Start of SUPPLIED MATERIAL
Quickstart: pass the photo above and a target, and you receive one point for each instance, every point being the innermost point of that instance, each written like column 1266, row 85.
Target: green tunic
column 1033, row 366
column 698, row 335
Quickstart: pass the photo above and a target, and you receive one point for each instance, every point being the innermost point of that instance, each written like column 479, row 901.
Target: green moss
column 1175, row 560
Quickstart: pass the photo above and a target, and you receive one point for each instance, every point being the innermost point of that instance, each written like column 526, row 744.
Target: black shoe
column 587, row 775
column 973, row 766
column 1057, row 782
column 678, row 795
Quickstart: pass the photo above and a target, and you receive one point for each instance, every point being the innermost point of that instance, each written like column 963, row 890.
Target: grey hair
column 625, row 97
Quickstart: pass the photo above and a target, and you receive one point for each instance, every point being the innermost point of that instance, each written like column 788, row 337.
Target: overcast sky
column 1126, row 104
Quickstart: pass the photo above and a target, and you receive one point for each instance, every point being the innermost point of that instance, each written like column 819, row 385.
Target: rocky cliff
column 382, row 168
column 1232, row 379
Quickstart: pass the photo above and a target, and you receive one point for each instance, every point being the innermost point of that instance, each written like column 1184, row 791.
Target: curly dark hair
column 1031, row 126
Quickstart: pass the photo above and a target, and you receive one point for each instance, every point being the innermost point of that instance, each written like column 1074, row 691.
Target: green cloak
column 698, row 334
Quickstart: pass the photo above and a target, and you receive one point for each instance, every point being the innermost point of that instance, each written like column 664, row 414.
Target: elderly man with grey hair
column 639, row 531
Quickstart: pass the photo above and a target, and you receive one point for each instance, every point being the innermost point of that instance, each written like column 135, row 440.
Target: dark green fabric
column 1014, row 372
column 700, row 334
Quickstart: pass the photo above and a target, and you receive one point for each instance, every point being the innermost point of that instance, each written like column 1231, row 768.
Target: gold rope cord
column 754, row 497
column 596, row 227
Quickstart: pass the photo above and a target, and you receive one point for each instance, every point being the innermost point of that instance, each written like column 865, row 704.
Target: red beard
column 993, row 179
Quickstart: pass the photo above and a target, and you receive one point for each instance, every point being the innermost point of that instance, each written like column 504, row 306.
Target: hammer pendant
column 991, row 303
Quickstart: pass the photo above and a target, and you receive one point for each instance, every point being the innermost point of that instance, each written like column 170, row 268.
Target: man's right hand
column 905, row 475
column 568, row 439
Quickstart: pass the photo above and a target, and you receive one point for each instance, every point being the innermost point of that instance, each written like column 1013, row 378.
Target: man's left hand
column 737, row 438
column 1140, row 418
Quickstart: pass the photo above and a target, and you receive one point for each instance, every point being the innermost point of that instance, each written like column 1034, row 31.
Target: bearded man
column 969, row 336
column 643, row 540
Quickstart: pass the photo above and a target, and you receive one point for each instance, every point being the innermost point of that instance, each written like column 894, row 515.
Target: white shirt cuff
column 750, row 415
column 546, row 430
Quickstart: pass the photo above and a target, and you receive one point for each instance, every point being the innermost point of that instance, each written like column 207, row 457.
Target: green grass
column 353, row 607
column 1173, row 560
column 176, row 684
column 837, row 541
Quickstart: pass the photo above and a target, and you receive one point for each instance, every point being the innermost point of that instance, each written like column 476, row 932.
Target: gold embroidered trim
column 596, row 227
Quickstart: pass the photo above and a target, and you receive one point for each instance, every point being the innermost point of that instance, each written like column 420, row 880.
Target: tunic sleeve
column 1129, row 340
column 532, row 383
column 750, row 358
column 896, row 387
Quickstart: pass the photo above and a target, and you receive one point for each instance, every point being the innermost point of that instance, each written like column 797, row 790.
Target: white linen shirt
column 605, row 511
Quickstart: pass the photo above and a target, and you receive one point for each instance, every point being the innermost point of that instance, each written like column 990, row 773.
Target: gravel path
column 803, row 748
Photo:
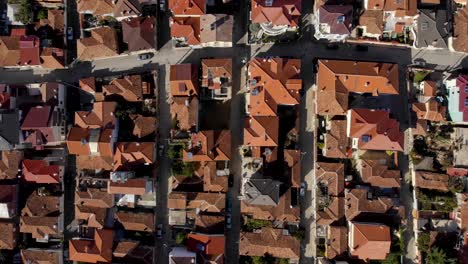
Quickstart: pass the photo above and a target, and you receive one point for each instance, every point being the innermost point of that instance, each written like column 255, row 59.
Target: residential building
column 457, row 88
column 40, row 171
column 369, row 241
column 334, row 22
column 371, row 129
column 276, row 17
column 269, row 241
column 139, row 33
column 102, row 43
column 216, row 79
column 337, row 79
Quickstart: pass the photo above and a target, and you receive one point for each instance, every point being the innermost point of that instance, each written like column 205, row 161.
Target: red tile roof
column 375, row 130
column 281, row 12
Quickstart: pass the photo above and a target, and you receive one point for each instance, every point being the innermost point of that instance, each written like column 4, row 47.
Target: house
column 40, row 171
column 432, row 181
column 273, row 82
column 360, row 203
column 457, row 89
column 337, row 79
column 334, row 22
column 181, row 255
column 261, row 131
column 9, row 235
column 185, row 8
column 432, row 29
column 216, row 81
column 337, row 242
column 130, row 87
column 431, row 110
column 92, row 206
column 10, row 164
column 336, row 143
column 369, row 241
column 42, row 127
column 276, row 17
column 102, row 43
column 184, row 80
column 8, row 201
column 184, row 113
column 269, row 241
column 209, row 248
column 36, row 255
column 143, row 125
column 460, row 140
column 460, row 27
column 143, row 222
column 139, row 33
column 131, row 154
column 209, row 145
column 93, row 251
column 371, row 129
column 378, row 175
column 40, row 217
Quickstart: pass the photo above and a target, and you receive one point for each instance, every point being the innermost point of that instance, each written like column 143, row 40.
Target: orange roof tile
column 273, row 82
column 336, row 79
column 375, row 130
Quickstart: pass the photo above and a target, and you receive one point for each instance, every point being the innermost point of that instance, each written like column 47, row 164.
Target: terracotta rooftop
column 39, row 171
column 9, row 51
column 129, row 154
column 334, row 212
column 93, row 251
column 460, row 30
column 185, row 111
column 186, row 28
column 184, row 80
column 269, row 241
column 379, row 175
column 375, row 130
column 40, row 256
column 139, row 33
column 209, row 145
column 432, row 180
column 10, row 163
column 79, row 139
column 331, row 175
column 336, row 79
column 102, row 43
column 369, row 241
column 273, row 82
column 214, row 71
column 143, row 125
column 261, row 131
column 8, row 235
column 129, row 87
column 136, row 221
column 281, row 12
column 187, row 7
column 336, row 140
column 431, row 110
column 337, row 244
column 360, row 201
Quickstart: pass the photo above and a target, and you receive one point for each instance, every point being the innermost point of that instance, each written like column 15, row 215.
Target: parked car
column 70, row 33
column 145, row 56
column 303, row 189
column 159, row 231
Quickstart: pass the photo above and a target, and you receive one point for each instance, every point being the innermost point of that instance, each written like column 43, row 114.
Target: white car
column 70, row 33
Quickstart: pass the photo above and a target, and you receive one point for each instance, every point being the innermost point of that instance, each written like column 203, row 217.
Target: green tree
column 42, row 14
column 438, row 256
column 24, row 12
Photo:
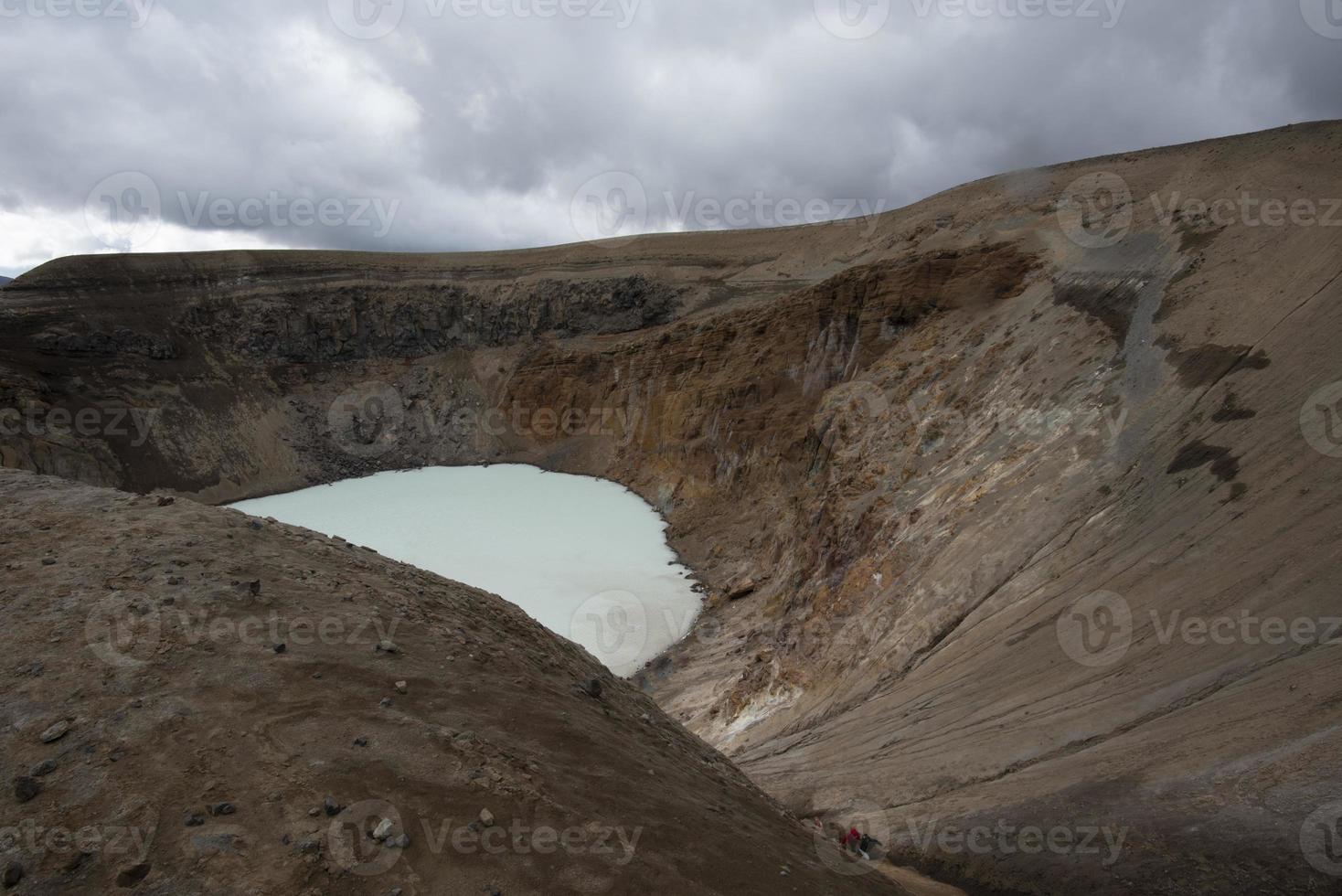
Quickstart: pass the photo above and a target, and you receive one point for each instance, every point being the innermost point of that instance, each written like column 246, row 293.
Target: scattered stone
column 12, row 875
column 26, row 789
column 133, row 875
column 745, row 588
column 55, row 731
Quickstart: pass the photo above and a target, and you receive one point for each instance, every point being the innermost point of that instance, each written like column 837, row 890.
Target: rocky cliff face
column 969, row 471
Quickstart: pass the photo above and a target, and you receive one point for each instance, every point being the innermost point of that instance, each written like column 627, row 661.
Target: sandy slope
column 197, row 709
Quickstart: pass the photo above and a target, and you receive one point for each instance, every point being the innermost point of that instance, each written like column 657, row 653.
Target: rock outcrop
column 1024, row 479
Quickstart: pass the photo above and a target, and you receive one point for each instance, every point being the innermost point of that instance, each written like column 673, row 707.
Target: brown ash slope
column 911, row 445
column 151, row 632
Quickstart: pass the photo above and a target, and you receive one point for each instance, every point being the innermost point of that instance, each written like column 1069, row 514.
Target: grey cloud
column 482, row 128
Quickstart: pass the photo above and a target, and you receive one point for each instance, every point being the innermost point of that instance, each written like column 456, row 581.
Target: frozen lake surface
column 584, row 557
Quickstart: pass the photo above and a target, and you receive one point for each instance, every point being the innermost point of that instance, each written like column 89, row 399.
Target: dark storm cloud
column 473, row 123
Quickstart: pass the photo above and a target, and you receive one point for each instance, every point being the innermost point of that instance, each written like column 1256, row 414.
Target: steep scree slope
column 166, row 663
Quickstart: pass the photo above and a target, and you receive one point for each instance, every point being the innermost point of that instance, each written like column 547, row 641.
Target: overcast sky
column 439, row 125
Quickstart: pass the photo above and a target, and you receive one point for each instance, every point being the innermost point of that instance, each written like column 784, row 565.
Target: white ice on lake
column 584, row 557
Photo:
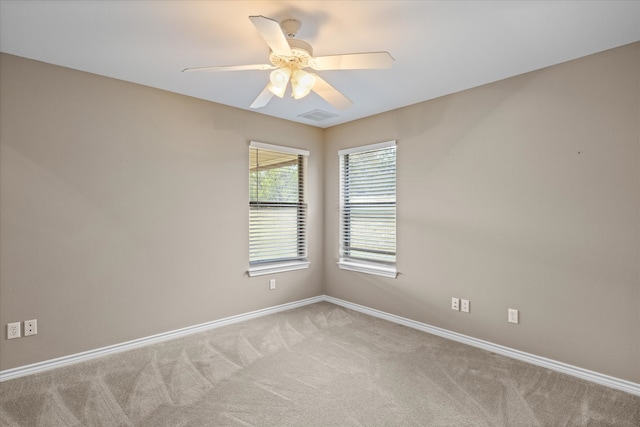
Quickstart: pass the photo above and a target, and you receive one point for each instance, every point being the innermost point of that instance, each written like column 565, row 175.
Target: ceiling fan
column 289, row 57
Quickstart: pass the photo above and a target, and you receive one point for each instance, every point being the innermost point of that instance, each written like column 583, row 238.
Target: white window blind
column 368, row 209
column 277, row 208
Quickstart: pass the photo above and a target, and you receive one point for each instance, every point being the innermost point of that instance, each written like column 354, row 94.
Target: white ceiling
column 440, row 47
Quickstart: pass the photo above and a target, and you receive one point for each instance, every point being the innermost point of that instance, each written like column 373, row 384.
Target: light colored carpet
column 319, row 365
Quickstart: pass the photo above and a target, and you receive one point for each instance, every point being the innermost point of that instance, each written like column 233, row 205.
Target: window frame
column 257, row 268
column 345, row 261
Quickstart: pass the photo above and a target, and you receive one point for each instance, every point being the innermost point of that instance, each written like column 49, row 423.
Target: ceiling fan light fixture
column 280, row 77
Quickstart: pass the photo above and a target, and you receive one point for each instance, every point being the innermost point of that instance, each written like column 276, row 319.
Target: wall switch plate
column 30, row 327
column 513, row 315
column 13, row 330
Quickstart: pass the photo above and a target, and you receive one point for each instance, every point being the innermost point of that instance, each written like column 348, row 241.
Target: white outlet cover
column 30, row 327
column 13, row 330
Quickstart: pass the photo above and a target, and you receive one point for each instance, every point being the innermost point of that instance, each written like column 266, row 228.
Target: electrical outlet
column 513, row 315
column 13, row 330
column 30, row 327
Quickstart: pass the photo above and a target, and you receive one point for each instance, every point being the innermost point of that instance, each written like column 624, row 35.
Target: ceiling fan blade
column 231, row 68
column 354, row 61
column 272, row 33
column 330, row 94
column 262, row 99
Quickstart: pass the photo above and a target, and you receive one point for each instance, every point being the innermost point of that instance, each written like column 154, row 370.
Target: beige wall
column 124, row 211
column 524, row 193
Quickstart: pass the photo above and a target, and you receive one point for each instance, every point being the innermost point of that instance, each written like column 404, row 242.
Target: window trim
End of SUPPLIED MATERIAL
▸ EXERCISE AIM: Each line from the one with "266, row 228." through the last line of the material is to be retyped exactly, and no other line is.

▸ EXERCISE OUTPUT:
Quickstart: pass the photo above and a target, and you receive one point for each instance, every point being the innermost point of that instance, each written like column 266, row 228.
Target: electrical outlet
column 513, row 315
column 13, row 330
column 30, row 327
Quickstart: pass the photo above and a target, and you receive one point for each instance, every point being the innermost point of that instance, each written like column 624, row 35.
Target: ceiling fan blade
column 231, row 68
column 354, row 61
column 272, row 33
column 330, row 94
column 262, row 99
Quickstart: pass the photo above and a target, and you receive one point for each instance, every point being the innermost point of that instance, each written like column 154, row 370.
Target: beige wall
column 124, row 211
column 524, row 193
Quickstart: pass the photo above and a target, and you receive one point for each instance, every point being the innermost point of that instance, each written like column 404, row 242.
Target: window trim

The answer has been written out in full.